## Fragmento
Reseña: ‘Ad Mortem’ de Blanca Mira y Eduard Balust

Un mix que no termina de funcionar

Ad Mortem, con guion de Blanca Mira y dibujo de Eduard Balust, se publicó en 2016 de mano de Norma Editorial. Se trata de un tomo único ganador del concurso de la susodicha editorial que narra las aventuras de Sigurd Arakami hacia su conversión en nigromante y recorre un poco parte del globo durante las mismas.

Me gustaría decir que la historia es sencilla y, hasta cierto punto, así es. Hemos visto infinitas veces la trama del chico que pierde a su madre (¿qué mejor forma de empezar un manga que con una Mujer en la Nevera?) y va en búsqueda de su misterioso y poderoso padre. También hemos leído sobre el aprendizaje y la llegada al poder mediante extraordinarias habilidades que se consiguen tras un despertar. Ad Mortem peca de juntar todos los clichés del shonen manga, junto ideas muy sexistas (todas las mujeres que aparecen en la historia, menos la madre que muere a las dos páginas, están para insinuarse o ser el objeto sexual del protagonista), como pasa con otros mangas españoles como bien puede ser Shinto. No sé si es por admiración o simplemente con el objeto de atraer al público pero, en este caso, no parece ponerse de acuerdo entre si quiere tener su propio estilo o ser un manga shonen con elementos medio eróticos (por surete no llega a haber nada muy exagerado) machistas que llegan al punto de que el protagonista casi viole a una mujer y esta esté dispuesta a tener sexo con él porque es guapo.

## Datos de origen

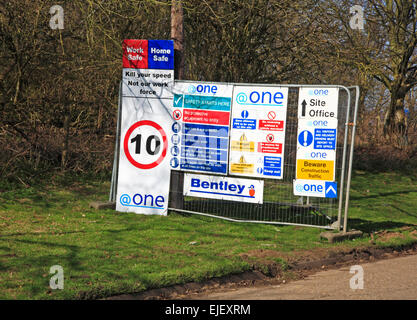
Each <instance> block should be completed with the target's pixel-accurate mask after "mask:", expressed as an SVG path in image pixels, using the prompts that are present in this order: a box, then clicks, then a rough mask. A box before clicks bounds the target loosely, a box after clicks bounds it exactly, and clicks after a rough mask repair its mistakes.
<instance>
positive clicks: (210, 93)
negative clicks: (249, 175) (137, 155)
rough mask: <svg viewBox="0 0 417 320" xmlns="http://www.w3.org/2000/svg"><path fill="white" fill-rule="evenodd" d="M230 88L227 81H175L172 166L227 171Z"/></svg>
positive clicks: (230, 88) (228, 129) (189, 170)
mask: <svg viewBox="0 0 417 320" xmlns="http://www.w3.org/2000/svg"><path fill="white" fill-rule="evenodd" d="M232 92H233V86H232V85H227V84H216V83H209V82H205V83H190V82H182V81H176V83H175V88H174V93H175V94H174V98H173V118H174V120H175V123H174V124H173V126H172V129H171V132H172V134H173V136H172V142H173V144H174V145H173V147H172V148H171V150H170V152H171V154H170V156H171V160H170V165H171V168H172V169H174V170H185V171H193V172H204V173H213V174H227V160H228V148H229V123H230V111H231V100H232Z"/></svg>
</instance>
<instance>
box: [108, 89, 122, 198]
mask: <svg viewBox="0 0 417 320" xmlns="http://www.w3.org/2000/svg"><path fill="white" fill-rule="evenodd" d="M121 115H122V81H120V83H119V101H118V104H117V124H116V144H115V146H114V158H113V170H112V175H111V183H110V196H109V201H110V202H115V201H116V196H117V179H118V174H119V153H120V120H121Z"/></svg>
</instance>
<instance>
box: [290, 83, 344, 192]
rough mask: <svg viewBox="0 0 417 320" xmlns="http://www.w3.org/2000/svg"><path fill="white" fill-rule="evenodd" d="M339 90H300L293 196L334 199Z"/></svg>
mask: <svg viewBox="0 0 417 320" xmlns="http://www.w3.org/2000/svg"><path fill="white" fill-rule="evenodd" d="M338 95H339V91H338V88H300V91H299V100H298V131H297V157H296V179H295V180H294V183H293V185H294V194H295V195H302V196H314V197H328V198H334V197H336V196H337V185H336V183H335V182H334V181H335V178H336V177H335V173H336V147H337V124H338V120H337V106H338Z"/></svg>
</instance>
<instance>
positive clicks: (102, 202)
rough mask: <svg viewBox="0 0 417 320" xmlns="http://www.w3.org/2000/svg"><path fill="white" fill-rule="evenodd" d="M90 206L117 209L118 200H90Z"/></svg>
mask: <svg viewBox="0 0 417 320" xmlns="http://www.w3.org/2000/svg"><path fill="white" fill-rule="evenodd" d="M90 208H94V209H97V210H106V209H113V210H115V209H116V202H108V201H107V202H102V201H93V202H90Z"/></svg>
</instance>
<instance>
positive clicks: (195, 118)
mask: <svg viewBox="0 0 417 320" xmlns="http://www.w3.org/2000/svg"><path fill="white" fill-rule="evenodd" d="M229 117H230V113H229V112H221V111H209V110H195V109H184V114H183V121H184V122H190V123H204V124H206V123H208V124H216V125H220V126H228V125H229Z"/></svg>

* * *

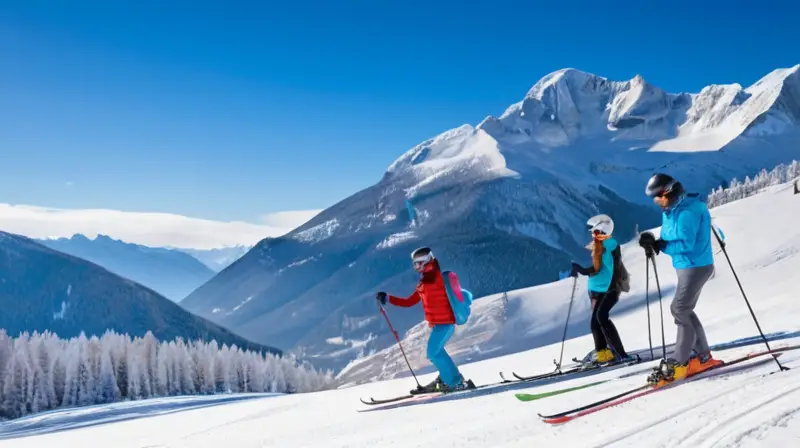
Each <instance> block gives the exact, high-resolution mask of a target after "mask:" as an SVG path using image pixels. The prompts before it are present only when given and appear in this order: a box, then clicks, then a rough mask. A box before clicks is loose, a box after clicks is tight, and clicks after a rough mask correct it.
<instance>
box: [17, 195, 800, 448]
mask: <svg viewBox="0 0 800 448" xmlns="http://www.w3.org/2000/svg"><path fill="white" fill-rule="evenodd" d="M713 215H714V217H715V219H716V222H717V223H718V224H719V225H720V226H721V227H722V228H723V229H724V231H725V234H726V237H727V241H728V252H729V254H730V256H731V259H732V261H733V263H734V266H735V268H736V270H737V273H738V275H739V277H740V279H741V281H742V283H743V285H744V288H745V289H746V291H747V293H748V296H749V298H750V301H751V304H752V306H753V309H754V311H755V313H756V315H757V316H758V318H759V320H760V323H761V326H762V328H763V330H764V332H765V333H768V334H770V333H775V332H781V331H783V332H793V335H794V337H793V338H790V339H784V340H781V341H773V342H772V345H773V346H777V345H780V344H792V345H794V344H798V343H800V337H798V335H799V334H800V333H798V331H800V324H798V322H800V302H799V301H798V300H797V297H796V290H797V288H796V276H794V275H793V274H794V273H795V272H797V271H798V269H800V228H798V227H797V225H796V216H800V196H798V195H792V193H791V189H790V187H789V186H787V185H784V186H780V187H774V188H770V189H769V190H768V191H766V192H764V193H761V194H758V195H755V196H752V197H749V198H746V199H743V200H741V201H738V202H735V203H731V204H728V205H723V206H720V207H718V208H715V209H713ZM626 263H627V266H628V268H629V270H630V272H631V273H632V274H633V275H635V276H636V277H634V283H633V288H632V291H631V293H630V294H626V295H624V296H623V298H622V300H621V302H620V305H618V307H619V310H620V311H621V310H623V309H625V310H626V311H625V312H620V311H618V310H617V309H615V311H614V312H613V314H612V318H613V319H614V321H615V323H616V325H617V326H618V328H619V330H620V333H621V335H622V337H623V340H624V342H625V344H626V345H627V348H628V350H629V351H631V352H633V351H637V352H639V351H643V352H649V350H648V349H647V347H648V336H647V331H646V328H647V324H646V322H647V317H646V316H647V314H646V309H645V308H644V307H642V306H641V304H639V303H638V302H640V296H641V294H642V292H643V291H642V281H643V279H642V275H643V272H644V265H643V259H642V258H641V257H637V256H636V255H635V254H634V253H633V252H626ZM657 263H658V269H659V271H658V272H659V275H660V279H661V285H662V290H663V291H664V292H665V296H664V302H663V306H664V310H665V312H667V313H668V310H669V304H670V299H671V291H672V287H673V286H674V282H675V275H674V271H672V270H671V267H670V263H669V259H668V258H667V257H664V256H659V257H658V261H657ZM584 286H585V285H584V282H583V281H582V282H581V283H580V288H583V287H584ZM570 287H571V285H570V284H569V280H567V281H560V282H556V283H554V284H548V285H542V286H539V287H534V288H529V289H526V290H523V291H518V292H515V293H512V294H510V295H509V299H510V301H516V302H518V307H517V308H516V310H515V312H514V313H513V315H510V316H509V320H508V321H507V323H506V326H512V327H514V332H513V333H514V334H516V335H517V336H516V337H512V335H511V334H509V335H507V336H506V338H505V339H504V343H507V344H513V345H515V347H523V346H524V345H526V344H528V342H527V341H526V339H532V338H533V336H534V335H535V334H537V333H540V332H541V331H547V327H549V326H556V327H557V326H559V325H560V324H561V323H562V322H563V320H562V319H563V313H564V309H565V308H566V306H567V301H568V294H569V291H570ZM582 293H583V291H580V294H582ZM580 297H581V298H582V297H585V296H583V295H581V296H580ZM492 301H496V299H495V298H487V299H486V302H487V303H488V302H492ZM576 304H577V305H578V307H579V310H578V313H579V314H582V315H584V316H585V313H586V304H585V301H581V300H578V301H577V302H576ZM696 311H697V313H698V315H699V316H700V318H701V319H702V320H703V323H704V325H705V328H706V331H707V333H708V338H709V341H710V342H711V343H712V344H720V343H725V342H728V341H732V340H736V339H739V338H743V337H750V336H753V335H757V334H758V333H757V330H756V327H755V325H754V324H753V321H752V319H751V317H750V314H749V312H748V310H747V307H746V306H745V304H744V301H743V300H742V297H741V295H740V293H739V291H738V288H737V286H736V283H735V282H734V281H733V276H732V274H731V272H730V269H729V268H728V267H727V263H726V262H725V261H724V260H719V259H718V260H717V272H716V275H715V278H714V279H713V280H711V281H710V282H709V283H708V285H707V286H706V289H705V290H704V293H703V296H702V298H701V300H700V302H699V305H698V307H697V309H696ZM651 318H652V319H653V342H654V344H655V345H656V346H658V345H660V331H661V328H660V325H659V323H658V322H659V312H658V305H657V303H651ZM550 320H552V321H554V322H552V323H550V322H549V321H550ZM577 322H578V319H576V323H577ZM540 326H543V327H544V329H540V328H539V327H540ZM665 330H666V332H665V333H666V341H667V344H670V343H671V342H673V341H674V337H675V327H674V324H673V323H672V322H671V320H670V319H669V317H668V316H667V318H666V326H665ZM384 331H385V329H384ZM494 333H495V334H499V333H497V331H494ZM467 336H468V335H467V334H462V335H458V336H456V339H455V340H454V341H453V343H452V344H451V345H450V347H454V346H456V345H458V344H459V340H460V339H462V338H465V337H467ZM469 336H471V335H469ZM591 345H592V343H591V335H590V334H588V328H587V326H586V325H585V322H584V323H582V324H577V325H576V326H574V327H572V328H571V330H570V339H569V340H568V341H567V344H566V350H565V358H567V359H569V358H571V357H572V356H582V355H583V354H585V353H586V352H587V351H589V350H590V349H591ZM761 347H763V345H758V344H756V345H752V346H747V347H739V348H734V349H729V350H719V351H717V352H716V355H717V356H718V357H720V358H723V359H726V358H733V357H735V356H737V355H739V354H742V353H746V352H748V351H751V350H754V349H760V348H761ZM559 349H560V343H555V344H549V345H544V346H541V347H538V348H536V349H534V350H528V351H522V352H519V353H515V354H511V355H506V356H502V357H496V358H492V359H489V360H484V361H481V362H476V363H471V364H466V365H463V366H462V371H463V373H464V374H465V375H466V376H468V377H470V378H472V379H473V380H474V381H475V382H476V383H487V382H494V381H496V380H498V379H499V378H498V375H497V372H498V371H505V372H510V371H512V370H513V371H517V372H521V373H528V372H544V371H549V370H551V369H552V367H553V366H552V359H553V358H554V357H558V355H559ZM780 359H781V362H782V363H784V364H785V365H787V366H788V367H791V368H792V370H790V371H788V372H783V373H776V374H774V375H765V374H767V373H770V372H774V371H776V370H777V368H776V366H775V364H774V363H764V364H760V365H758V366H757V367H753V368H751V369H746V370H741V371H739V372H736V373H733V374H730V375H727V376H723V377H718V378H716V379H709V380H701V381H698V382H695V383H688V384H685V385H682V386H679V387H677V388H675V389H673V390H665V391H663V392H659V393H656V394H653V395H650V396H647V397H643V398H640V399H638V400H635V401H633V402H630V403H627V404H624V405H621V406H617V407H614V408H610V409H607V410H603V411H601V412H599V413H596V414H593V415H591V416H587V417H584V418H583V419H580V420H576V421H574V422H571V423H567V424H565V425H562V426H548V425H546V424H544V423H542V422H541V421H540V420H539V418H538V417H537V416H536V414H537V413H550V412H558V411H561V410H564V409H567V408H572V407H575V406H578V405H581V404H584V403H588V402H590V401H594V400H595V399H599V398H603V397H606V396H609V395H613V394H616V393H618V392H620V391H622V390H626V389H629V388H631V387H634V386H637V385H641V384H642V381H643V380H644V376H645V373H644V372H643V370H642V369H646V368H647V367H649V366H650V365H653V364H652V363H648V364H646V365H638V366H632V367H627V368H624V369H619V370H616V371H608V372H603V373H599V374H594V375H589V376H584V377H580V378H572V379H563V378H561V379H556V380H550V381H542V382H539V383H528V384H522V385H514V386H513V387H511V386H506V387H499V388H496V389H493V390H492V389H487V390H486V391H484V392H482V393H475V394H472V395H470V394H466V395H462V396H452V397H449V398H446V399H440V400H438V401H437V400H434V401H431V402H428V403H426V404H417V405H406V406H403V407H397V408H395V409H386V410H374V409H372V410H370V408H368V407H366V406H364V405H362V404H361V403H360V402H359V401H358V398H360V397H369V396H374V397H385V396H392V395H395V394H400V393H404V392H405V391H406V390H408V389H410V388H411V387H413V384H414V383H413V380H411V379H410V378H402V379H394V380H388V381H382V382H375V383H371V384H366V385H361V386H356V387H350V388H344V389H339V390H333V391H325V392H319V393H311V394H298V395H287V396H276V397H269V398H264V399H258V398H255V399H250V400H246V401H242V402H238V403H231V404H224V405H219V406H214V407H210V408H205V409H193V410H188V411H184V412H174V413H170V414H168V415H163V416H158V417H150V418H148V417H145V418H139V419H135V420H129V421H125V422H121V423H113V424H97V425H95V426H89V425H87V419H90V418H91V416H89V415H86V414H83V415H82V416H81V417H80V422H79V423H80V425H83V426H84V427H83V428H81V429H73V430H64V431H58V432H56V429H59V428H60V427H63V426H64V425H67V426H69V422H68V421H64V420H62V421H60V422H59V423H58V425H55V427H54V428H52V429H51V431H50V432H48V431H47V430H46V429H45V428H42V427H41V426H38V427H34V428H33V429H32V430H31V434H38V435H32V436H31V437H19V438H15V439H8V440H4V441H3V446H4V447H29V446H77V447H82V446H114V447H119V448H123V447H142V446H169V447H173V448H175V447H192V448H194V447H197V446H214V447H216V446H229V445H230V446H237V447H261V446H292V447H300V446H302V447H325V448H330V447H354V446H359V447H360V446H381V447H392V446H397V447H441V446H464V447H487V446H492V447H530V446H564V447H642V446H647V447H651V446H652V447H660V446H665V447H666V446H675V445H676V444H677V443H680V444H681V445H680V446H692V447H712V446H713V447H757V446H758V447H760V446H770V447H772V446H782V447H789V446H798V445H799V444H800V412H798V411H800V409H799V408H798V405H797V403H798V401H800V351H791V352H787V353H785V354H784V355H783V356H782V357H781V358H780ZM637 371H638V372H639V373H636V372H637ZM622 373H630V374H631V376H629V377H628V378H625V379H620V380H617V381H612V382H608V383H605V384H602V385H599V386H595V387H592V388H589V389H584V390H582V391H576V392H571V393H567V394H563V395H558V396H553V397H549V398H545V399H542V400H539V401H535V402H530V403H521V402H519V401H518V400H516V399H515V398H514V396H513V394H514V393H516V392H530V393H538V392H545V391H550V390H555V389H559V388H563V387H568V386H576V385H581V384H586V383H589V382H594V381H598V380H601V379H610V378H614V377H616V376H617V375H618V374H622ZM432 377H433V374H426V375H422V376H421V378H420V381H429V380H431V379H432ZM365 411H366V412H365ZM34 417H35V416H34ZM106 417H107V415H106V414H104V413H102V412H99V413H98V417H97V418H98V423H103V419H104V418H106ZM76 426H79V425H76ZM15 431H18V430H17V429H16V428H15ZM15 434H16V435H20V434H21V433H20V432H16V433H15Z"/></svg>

---

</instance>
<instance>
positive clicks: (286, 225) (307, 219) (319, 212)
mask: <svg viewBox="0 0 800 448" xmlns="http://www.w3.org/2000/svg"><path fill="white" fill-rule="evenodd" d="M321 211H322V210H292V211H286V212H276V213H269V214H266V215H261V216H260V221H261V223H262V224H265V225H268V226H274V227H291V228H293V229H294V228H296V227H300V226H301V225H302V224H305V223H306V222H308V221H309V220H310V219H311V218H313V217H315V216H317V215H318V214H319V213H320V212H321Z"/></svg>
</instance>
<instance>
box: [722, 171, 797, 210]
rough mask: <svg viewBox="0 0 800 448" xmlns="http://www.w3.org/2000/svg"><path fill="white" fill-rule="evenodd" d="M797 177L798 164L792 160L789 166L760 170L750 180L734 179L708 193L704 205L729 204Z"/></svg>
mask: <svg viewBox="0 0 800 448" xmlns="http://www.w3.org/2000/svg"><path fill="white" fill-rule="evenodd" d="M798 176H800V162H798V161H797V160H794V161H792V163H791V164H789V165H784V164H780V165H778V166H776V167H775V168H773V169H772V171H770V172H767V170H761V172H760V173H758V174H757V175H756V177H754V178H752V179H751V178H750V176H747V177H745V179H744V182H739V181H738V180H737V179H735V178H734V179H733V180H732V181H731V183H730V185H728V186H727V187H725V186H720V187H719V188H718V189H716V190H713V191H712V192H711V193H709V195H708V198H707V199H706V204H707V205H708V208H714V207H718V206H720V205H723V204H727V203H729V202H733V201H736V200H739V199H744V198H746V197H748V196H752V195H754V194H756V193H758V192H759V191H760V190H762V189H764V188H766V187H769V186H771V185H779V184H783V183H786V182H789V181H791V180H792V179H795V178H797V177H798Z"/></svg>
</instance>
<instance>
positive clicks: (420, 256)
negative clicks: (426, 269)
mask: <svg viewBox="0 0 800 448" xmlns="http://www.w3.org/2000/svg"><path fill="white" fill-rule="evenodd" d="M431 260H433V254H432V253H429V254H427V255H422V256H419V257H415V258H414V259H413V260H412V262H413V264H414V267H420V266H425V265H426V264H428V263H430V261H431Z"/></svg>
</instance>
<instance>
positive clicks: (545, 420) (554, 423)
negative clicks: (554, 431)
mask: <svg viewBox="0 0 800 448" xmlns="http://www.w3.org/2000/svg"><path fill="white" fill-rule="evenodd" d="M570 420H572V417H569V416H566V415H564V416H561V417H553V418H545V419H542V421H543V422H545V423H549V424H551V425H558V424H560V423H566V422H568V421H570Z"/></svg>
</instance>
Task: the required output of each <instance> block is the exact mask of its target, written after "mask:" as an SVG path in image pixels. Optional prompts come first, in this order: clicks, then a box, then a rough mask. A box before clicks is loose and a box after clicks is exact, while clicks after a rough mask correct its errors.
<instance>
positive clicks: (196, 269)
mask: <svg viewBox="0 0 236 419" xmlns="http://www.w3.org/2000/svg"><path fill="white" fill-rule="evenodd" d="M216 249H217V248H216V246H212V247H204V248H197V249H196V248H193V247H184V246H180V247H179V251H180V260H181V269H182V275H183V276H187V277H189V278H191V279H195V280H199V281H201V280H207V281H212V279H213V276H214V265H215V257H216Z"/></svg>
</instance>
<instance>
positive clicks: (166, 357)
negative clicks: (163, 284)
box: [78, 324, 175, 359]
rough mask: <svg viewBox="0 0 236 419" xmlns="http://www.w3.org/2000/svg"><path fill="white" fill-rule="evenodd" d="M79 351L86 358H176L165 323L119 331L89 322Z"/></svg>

## Enunciado
Cita textualmente el tramo de la reseña de Ad Mortem que va desde "Un mix que no" hasta "durante las mismas.".

## Ejercicio resuelto
Un mix que no termina de funcionar

Ad Mortem, con guion de Blanca Mira y dibujo de Eduard Balust, se publicó en 2016 de mano de Norma Editorial. Se trata de un tomo único ganador del concurso de la susodicha editorial que narra las aventuras de Sigurd Arakami hacia su conversión en nigromante y recorre un poco parte del globo durante las mismas.